Exercise directions:
Print out each entry below exactly, please.

Records contained in a dataset:
------------------------------------------------------------------------
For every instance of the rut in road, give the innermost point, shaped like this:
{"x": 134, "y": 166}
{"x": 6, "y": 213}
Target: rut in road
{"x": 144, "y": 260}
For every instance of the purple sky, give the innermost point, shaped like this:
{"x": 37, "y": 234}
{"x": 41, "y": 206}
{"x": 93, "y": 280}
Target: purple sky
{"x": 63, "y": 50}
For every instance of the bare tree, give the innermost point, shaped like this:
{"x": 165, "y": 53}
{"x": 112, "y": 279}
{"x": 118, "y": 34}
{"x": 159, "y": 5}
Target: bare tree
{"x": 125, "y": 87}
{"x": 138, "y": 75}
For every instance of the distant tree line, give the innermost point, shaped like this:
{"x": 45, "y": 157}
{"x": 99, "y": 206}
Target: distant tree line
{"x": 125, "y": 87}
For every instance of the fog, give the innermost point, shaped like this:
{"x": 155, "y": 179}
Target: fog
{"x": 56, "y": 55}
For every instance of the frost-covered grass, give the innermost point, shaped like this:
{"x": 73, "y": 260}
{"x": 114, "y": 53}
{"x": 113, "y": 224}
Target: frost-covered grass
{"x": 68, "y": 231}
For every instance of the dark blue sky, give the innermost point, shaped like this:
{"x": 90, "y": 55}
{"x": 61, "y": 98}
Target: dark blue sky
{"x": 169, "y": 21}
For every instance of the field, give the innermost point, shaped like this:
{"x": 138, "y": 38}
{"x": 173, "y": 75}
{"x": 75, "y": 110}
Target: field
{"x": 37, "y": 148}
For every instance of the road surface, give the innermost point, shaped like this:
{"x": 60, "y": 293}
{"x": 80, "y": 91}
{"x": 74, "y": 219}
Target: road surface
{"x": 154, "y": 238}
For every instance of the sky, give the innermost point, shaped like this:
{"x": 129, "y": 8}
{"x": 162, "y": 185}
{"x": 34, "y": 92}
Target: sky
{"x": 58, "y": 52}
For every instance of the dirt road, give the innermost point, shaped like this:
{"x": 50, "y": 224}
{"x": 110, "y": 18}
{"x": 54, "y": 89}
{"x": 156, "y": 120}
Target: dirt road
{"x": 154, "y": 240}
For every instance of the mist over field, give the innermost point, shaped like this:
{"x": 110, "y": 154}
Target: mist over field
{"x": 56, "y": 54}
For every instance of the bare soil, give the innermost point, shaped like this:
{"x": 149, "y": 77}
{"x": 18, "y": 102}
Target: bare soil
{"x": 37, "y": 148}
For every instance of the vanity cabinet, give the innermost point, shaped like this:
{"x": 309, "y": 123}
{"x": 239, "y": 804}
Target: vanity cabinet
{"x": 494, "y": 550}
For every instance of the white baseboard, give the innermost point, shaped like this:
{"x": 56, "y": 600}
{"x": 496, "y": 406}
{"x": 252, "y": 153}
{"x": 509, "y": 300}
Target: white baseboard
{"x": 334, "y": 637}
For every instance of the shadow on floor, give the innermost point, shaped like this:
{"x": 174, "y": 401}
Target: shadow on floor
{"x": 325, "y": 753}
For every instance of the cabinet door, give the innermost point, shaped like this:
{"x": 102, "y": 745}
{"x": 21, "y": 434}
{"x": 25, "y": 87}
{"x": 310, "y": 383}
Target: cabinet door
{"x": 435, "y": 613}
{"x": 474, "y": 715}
------------------------------------------------------------------------
Full output:
For every instance of the rut in road, give the innermost point, shaped like this:
{"x": 134, "y": 166}
{"x": 6, "y": 213}
Target: rut in road
{"x": 144, "y": 260}
For every instance of the purple sky, give the innermost point, shaped like this:
{"x": 37, "y": 234}
{"x": 41, "y": 206}
{"x": 93, "y": 280}
Target: purple sky
{"x": 63, "y": 50}
For every instance of the bare tree, give the innermost point, shaped like this:
{"x": 165, "y": 53}
{"x": 112, "y": 279}
{"x": 118, "y": 34}
{"x": 159, "y": 5}
Target: bare tree
{"x": 125, "y": 87}
{"x": 138, "y": 75}
For every instance of the distant tree line, give the innermost point, shaped like this:
{"x": 45, "y": 157}
{"x": 99, "y": 206}
Target: distant tree line
{"x": 125, "y": 87}
For every instance of the fog, give the innermost point, shaped like this:
{"x": 155, "y": 179}
Target: fog
{"x": 56, "y": 55}
For every instance of the frost-covered grass, give the innermost point, shaped like this:
{"x": 73, "y": 260}
{"x": 114, "y": 53}
{"x": 113, "y": 224}
Target: frost-covered grass
{"x": 68, "y": 231}
For every instance of the dark blue sky, give the innermost point, shaped like this:
{"x": 90, "y": 55}
{"x": 61, "y": 98}
Target: dark blue sky
{"x": 169, "y": 21}
For every instance of the field, give the innermost point, shaped like this:
{"x": 138, "y": 38}
{"x": 173, "y": 75}
{"x": 75, "y": 110}
Target: field
{"x": 37, "y": 148}
For every instance of the road surface, give the innermost point, shaped like this:
{"x": 60, "y": 293}
{"x": 80, "y": 91}
{"x": 74, "y": 219}
Target: road surface
{"x": 154, "y": 238}
For every instance of the sky, give the innermost point, shaped like this:
{"x": 129, "y": 8}
{"x": 162, "y": 185}
{"x": 34, "y": 92}
Target: sky
{"x": 58, "y": 52}
For every instance of the dirt road, give the innermost point, shaped like this:
{"x": 50, "y": 224}
{"x": 110, "y": 18}
{"x": 54, "y": 89}
{"x": 156, "y": 120}
Target: dirt road
{"x": 154, "y": 240}
For every instance of the mist over field, give the innermost point, shaped like this:
{"x": 110, "y": 154}
Target: mist over field
{"x": 56, "y": 54}
For every instance of the bare soil, give the innermost point, shaped like this:
{"x": 149, "y": 77}
{"x": 18, "y": 102}
Target: bare soil
{"x": 37, "y": 148}
For every instance of the vanity cabinet, give the innermost point, shaped like this:
{"x": 309, "y": 123}
{"x": 239, "y": 804}
Target: vanity cabinet
{"x": 494, "y": 550}
For every instance of the white baseboard, give the innermost point, shaped like this:
{"x": 56, "y": 600}
{"x": 496, "y": 406}
{"x": 252, "y": 153}
{"x": 509, "y": 300}
Target: white baseboard
{"x": 334, "y": 637}
For every instance of the shadow on floor, give the innermost point, shaped like this:
{"x": 174, "y": 401}
Target: shadow on floor
{"x": 325, "y": 753}
For every instance of the cabinet door, give the innermost point, shaped like this:
{"x": 102, "y": 745}
{"x": 21, "y": 434}
{"x": 25, "y": 87}
{"x": 310, "y": 383}
Target: cabinet door
{"x": 435, "y": 613}
{"x": 474, "y": 715}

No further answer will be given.